* What is needed:
Write down every entry below once more, exactly.

* Given records:
=-=-=-=-=

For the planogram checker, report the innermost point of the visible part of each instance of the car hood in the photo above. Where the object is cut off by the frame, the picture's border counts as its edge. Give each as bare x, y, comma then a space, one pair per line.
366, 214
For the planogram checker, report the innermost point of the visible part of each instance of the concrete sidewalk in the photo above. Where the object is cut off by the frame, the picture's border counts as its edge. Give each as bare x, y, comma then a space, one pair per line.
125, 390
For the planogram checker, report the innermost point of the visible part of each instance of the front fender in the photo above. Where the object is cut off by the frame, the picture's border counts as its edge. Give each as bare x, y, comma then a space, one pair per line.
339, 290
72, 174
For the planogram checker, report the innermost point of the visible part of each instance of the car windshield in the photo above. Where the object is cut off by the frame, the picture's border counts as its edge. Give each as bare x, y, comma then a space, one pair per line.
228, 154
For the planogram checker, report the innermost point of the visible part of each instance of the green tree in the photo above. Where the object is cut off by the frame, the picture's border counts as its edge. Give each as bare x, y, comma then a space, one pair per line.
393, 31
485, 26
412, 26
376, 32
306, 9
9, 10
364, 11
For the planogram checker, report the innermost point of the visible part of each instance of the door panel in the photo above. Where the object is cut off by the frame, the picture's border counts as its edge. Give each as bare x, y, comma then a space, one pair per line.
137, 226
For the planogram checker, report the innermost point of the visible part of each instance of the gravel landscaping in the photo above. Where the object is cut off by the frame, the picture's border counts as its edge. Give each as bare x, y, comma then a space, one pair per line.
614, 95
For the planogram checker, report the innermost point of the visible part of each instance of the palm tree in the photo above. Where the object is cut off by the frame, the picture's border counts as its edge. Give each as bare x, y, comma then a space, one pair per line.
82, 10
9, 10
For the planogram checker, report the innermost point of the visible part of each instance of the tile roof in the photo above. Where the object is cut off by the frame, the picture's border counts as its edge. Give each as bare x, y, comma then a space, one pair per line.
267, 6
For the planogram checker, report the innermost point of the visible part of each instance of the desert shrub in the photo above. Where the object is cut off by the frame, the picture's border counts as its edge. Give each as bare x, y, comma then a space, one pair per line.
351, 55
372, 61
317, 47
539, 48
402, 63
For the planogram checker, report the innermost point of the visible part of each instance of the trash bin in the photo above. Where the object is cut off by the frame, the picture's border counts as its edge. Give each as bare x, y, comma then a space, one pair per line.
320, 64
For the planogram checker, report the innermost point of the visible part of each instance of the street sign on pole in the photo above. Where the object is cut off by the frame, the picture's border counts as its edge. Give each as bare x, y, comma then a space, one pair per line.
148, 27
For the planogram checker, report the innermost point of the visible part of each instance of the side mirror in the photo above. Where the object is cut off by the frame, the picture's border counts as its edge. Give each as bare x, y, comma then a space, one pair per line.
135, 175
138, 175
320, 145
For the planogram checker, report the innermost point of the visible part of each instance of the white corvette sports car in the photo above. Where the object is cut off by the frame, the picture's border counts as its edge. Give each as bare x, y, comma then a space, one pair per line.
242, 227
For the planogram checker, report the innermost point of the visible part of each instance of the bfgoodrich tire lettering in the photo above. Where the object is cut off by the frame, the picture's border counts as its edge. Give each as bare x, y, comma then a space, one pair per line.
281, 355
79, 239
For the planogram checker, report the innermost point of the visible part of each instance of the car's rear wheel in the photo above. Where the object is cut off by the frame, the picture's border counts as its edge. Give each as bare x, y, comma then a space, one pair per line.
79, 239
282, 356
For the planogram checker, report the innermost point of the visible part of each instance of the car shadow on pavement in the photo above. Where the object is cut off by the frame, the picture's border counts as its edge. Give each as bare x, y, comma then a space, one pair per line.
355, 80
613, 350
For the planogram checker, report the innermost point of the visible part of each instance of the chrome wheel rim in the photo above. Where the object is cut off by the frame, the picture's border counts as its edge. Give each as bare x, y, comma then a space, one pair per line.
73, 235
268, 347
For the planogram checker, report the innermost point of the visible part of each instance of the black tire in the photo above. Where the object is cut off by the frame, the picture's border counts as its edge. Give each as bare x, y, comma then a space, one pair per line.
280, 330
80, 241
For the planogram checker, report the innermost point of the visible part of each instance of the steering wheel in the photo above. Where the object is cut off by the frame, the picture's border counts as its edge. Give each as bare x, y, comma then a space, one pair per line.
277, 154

=-=-=-=-=

* Right answer:
For the planogram checker, report the innermost point of the visible part of each instance of the car hood in the photo above. Where the object is cut off by the frame, the picture's border counts as its edge. Give each as bare x, y, comma then a space, one pair per line.
366, 214
For the planogram checker, report the innermost point of the visible part of each instance of the concrete sidewalk in the photo above. Where the object is cut off by the frame, the picture's border counts as its edge. Give each as bare x, y, comma then a space, one pair per line.
125, 390
For the planogram checker, report the innermost point of the visible part of each instance of the front fender in the photo above. Where the object is cut off by the frame, the picture's border counts as its edge. Give each as bare x, y, comma then a space, one pair per line.
339, 290
72, 174
For the planogram checker, report the innermost point of the visible part of each instance of the car windshield in the photo above. Where the object is cut off by the frame, the picture's border counts as its edge. Give each as bare x, y, comma then a space, one pair per line.
228, 154
For the planogram checker, report the innermost point of the visible part of each instance of the green tree in the photo above. Where the object is cut off by the frame, the picture's border counts as its edge. Give each as bare x, y, comma then a space, one pair per line.
393, 31
485, 26
412, 26
376, 32
306, 9
9, 10
364, 11
For the planogram checker, report the innermost point of the visible part of each instance of the door panel in the photo above. Where the object is cut off by the frame, the picture's border counts as its edge. Give each as bare x, y, comma then a space, one pair per line.
137, 226
For the planogram checker, report the innermost point of the visible part of each instance of the gravel landscaping in the photo above. Where the object is cut off by the frame, the picture's border counts as its edge. Give each as bare x, y, comma then a space, one pair per line.
614, 95
For the planogram checker, report the innermost point of the visible part of each instance of the palm tree in the photo above. Where the object is cut off by the frame, the picture's border counts as its edge. Give each as bare x, y, comma then a space, one pair per line.
82, 10
9, 10
For the planogram checker, report the innermost point of the visible part of each instance of the tile roof in the photo above. Where the object is cut off by the frame, the picture's border counts as its edge. Give each as bare x, y, comma then a space, one pair per line.
267, 6
For the planogram checker, report the innermost point of the visible part of each instance of the desert shrub in the photo above. Where the object is cut off by the frame, the picture's border counts as its edge. Give each as bare x, y, comma then a space, one pair per line.
351, 55
372, 61
317, 47
539, 48
402, 63
For the planogram checker, report the innermost point of the visible part of each instance of the trash bin in the photo above. Where the object is cut off by the frame, the picture's border counts as its edge. Give each as bare x, y, comma then a space, one pair per line.
320, 64
For the planogram checker, report the innermost point of the visible part of each instance of the street sign on pole in the photo above. Where the object is cut off by the frame, the picture's border counts as its edge. Give each as bare x, y, comma then a space, one pair per line.
148, 27
For the planogram checker, report the innermost point of the visible part of each instance of the side mirror in the photo above. Where the object is cut off by the frame, the picture's border counts as its edge. Give each as bare x, y, comma then a space, one pair per line.
135, 175
138, 175
320, 145
For the planogram checker, report the innermost point of the visible part of each instance of the white corvette sports car in the photo above. Where the object is cut off by the frame, the picture's border counts as its edge. Give each as bare x, y, comma then a space, one pair per line.
242, 227
For the planogram checker, report the innermost point of the visible part of each instance of the bfgoodrich tire lettering in the photo above. Where the object is cut off by the frame, the picture's border counts as its edge. Give each as bare x, y, comma then a space, one pair per line.
281, 355
79, 239
For the planogram checker, report the innermost point of the visible part of each instance of the car's rear wheel in the photo above. Where the object is cut off by the frame, the picture's border counts as its edge. Give each as bare x, y, comma then a space, one pair per line.
79, 239
282, 356
For the planogram checker, report the innermost point of the visible part of each instance of the car shadow on pavement in the photo above. Where the object is cut off by the frame, the picture's border counts as its edge. Give each as bare x, y, comma then a space, one pair per line.
355, 80
613, 350
For the planogram checker, report the innermost point of the visible part of each instance of the chrome wheel rim in the photo above. Where the object is cut off by the frame, the picture's border counts as its edge. Give each as bare x, y, comma then a space, one pair per line.
73, 235
268, 347
For the planogram checker, report the innermost point of the visible part of each instance of the black tire in the photo above. Where the object is cut off by the frame, the picture's border counts as its edge. Give each as bare x, y, comma then a space, one pair per line.
280, 330
80, 241
For the planogram checker, report the innermost point of the visible part of each instance of the steering wheel in the photo above. Where the object is cut off by the frame, the picture's border counts as its edge. Give each as bare x, y, comma then a space, one pair per line.
277, 154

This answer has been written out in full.